(Saved entries)
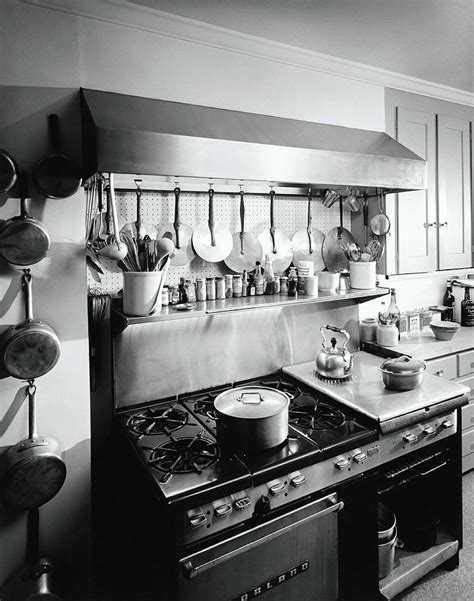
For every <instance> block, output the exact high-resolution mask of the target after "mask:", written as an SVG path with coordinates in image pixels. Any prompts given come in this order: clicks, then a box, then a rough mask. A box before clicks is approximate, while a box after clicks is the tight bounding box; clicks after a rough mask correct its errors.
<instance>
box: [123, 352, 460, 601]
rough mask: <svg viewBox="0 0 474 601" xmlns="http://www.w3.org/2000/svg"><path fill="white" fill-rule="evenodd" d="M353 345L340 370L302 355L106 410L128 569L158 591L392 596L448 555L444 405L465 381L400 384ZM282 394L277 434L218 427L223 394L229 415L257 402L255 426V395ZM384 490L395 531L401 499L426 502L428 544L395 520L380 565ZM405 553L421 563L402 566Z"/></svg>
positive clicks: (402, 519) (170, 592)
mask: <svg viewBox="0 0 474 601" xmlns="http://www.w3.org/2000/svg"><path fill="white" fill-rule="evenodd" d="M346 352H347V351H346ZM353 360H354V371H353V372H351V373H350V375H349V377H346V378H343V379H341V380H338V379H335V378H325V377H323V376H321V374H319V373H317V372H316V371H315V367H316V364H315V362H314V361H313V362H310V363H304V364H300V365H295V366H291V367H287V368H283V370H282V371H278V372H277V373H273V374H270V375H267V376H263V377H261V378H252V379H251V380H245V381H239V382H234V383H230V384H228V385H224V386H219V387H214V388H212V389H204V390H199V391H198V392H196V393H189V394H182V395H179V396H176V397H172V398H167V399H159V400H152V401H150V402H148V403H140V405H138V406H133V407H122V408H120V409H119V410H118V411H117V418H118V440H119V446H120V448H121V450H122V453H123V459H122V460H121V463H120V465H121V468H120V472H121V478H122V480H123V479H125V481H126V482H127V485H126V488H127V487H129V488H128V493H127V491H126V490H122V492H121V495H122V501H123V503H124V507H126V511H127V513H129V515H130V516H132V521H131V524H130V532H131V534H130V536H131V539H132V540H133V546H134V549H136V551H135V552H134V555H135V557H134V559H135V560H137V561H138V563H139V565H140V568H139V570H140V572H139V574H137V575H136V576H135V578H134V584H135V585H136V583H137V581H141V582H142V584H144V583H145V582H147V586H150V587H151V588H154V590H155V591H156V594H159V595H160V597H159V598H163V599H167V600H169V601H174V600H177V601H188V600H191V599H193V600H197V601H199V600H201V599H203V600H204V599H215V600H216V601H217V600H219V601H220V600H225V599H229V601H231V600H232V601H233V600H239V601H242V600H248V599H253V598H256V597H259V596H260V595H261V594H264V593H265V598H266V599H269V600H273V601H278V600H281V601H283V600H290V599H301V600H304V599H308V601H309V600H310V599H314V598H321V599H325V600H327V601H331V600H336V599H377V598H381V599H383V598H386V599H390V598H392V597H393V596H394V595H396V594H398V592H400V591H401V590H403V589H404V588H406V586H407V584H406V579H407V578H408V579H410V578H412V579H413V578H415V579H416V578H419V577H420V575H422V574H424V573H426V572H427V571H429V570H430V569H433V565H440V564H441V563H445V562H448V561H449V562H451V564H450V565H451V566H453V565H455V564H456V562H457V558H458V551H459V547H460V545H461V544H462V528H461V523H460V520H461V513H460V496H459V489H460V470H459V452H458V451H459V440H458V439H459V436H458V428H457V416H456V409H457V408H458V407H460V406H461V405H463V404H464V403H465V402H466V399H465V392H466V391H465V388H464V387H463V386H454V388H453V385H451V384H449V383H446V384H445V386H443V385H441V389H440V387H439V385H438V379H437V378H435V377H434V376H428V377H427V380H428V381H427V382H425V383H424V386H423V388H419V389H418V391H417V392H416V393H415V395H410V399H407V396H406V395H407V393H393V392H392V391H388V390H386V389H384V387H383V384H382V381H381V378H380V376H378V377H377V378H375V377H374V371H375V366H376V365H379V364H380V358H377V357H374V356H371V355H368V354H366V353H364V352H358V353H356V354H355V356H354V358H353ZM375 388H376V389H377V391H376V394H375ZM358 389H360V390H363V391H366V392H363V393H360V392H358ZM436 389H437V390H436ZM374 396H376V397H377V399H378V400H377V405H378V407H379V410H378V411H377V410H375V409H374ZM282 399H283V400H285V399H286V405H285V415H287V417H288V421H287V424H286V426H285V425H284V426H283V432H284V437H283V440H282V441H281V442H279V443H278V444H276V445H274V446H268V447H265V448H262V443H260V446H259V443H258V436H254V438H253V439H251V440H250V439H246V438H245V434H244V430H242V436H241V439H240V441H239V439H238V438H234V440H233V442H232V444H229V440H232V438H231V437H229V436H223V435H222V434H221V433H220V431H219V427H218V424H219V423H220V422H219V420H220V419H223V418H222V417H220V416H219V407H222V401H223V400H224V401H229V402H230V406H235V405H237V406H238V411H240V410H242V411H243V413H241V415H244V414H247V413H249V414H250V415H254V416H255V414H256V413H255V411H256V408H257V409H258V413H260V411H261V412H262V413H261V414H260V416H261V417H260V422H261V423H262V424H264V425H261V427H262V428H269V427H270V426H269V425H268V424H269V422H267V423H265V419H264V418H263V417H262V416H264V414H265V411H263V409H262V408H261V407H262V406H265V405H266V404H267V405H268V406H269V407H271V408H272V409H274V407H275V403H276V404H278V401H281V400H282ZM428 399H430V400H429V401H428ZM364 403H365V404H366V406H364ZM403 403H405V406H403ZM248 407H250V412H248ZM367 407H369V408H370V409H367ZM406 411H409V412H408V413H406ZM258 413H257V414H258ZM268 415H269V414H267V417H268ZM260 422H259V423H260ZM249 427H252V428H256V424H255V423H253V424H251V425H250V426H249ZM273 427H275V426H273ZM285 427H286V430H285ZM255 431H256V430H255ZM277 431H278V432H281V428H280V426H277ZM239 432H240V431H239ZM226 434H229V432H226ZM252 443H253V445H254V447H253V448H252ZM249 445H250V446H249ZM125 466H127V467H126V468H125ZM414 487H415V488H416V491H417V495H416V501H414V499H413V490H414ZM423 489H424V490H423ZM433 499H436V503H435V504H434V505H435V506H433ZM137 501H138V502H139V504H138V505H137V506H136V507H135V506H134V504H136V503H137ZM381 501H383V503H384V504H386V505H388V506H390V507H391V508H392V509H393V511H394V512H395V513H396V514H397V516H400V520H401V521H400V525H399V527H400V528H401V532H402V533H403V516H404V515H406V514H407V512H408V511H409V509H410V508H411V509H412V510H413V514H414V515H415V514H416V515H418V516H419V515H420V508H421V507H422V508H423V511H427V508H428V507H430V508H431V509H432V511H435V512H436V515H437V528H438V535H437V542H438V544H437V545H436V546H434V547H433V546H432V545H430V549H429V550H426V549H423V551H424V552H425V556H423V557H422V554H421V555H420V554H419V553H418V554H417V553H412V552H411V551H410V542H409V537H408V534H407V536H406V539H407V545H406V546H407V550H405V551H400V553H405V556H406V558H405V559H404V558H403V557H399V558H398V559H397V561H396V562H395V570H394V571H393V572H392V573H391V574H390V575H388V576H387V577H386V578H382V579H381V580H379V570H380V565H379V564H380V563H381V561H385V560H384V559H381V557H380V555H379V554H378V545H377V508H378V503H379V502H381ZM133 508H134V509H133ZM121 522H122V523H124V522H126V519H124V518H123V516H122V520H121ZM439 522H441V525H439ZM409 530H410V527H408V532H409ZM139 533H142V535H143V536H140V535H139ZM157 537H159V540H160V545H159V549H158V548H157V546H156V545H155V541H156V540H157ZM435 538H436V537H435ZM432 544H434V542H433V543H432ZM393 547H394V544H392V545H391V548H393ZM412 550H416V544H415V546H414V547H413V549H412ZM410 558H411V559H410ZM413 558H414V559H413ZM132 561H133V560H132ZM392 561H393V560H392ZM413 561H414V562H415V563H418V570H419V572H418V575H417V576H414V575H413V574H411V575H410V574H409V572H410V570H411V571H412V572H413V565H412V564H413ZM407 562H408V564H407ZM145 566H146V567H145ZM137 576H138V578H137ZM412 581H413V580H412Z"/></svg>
--
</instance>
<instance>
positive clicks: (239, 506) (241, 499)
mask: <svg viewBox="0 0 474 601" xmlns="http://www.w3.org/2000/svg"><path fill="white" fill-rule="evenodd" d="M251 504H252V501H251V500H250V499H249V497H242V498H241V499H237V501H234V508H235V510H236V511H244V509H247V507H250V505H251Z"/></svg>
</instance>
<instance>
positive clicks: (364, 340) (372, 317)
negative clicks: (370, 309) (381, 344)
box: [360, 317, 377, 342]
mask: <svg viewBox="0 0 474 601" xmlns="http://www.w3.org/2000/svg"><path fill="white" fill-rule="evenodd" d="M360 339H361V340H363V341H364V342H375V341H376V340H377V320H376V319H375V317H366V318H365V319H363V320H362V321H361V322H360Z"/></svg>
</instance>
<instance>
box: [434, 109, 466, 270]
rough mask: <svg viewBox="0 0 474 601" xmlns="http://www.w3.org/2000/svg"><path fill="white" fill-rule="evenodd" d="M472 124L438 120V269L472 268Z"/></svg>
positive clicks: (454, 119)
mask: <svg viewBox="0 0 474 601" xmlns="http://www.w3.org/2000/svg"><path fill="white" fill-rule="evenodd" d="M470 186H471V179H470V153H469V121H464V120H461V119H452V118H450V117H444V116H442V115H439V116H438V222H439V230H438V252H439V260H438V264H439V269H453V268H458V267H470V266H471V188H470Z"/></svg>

What to do >>
Copy the entries above verbatim, from the line containing "For every <instance>" through the line containing "positive clicks: (402, 519) (170, 592)", both ends included.

Result >>
For every <instance> block, output the exact high-resolution mask of the target after "mask:", written as an SVG path with coordinates in image pixels. Any prompts given come in this order: clicks, then a box, then a rough mask. A box before clicks is approximate, while a box after clicks is the tight bounding box; clicks after a rough mask correct its errors.
<instance>
box: [123, 352, 460, 601]
rough mask: <svg viewBox="0 0 474 601" xmlns="http://www.w3.org/2000/svg"><path fill="white" fill-rule="evenodd" d="M353 345L340 370L302 355L106 410L128 569L158 591L392 596L448 555L444 405L465 381L400 384ZM282 394L277 434L218 427L223 394L229 415L257 402L255 426V395ZM384 490L395 531L401 499L426 502L428 544L395 520L380 565ZM405 553L421 563L402 566Z"/></svg>
positive clicks: (402, 519) (170, 592)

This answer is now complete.